START SOURCE TEXT

By James Russo, Senior Vice President, Global Consumer Insight, Nielsen
Consumers today have less time to devote to shopping and more sites that deliver products with a simple click of the mouse. They shop less in stores and are less loyal to brands and retailers due to the ever-increasing fragmentation within the retail space–both in products and retail outlets. This could spell trouble for some retailers and manufacturers. So how can companies rise above the clutter online and on store shelves to capture an audience that is bombarded with options?
It’s all about keeping up with—and in many cases, staying ahead of—consumers. And despite the myriad challenges, it’s not as hard as you think. Consumers are more engaged than ever in this hyper-connected world, and a little innovation and effort to reach them where they already are can bring big results.
Cautious but Connected Consumers
Even though global consumer confidence ended 2013 three index points higher than a year earlier, today’s shoppers continue to make trade-offs or buy less. Sales from 2013’s much anticipated holiday season were the lowest in three years at 1 percent growth from the previous year, below the 1.9 percent forecast. And in the past six years, Americans’ trip frequency has fallen 15 percent while basket size increased only 9 percent—a trend that spreads across income levels.
But although shoppers are visiting the store less frequently, they’re more engaged. Each month, over 1 billion people log in to Facebook and 238 million log in to Twitter. In line with consumers’ growing connections and the trend toward saving, sales increased in only two retail channels: online sales rose 8 percent and dollar store sales grew 3 percent. The opportunity to engage with consumers is greater than ever, but you have to know where they are actually making their purchases and meet them there.
The Fragmentation Factor
While companies and consumers are more connected than ever, increased choices also mean a shopper has a greater chance of getting lost. Customers used to face a simple set of decisions when they got to the shelf, fueled by a few media touch points before they arrived. Today, however, fragmentation continues to grow across distribution platforms, as well as type, availability and volume of content, as technology continues to evolve. And an outgrowth of fragmentation and choices is loyalty—or more often disloyalty. In the U.S., the average brand loyalty level, across a subset of categories, is 22 percent, meaning 78 percent of consumers are not loyal to a particular brand!

END SOURCE TEXT

▶ _WHAT YOU WILL DO_:
• A. According to the article on retail fragmentation, what is the average brand loyalty level in the U.S. across a subset of categories?
• B. Print the passage of the article on retail fragmentation starting at "The Fragmentation Factor" and ending at "a particular brand!".
Rely on nothing but the article on retail fragmentation.

START DATA FOR REVIEW

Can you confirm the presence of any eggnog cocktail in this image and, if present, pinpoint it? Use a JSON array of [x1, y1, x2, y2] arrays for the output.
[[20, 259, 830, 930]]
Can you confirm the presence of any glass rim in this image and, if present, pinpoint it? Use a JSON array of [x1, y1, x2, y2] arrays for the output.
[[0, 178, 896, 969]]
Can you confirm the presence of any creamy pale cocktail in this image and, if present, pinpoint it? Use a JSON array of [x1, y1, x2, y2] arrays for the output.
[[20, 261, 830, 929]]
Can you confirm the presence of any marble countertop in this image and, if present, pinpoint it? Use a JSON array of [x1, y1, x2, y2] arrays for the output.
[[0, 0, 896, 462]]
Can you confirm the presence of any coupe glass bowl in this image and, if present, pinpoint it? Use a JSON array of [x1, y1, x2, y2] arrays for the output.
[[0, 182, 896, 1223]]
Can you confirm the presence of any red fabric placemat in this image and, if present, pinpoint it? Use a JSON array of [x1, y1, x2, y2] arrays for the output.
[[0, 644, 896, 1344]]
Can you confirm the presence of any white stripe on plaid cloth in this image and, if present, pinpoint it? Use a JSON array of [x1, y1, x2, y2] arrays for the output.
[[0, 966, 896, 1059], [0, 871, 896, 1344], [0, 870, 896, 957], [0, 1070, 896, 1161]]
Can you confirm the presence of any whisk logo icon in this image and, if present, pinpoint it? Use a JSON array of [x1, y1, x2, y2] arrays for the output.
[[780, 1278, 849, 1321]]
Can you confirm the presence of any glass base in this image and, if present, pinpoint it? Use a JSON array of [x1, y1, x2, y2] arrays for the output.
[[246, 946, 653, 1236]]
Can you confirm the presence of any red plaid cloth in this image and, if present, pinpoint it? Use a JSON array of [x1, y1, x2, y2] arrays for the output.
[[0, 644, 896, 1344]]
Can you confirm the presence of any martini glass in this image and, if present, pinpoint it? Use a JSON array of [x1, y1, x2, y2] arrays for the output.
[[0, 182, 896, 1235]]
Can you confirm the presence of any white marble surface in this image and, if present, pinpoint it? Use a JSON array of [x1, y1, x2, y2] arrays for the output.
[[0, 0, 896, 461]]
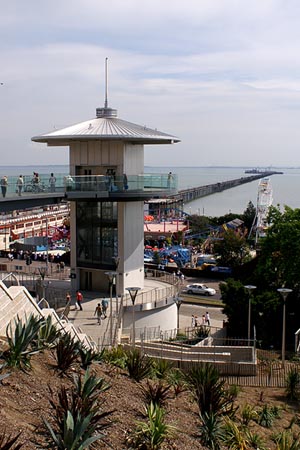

END DATA FOR REVIEW

▶ _SOLUTIONS TO EACH TASK_:
• A. 22 percent

• B.
The Fragmentation Factor
While companies and consumers are more connected than ever, increased choices also mean a shopper has a greater chance of getting lost. Customers used to face a simple set of decisions when they got to the shelf, fueled by a few media touch points before they arrived. Today, however, fragmentation continues to grow across distribution platforms, as well as type, availability and volume of content, as technology continues to evolve. And an outgrowth of fragmentation and choices is loyalty—or more often disloyalty. In the U.S., the average brand loyalty level, across a subset of categories, is 22 percent, meaning 78 percent of consumers are not loyal to a particular brand!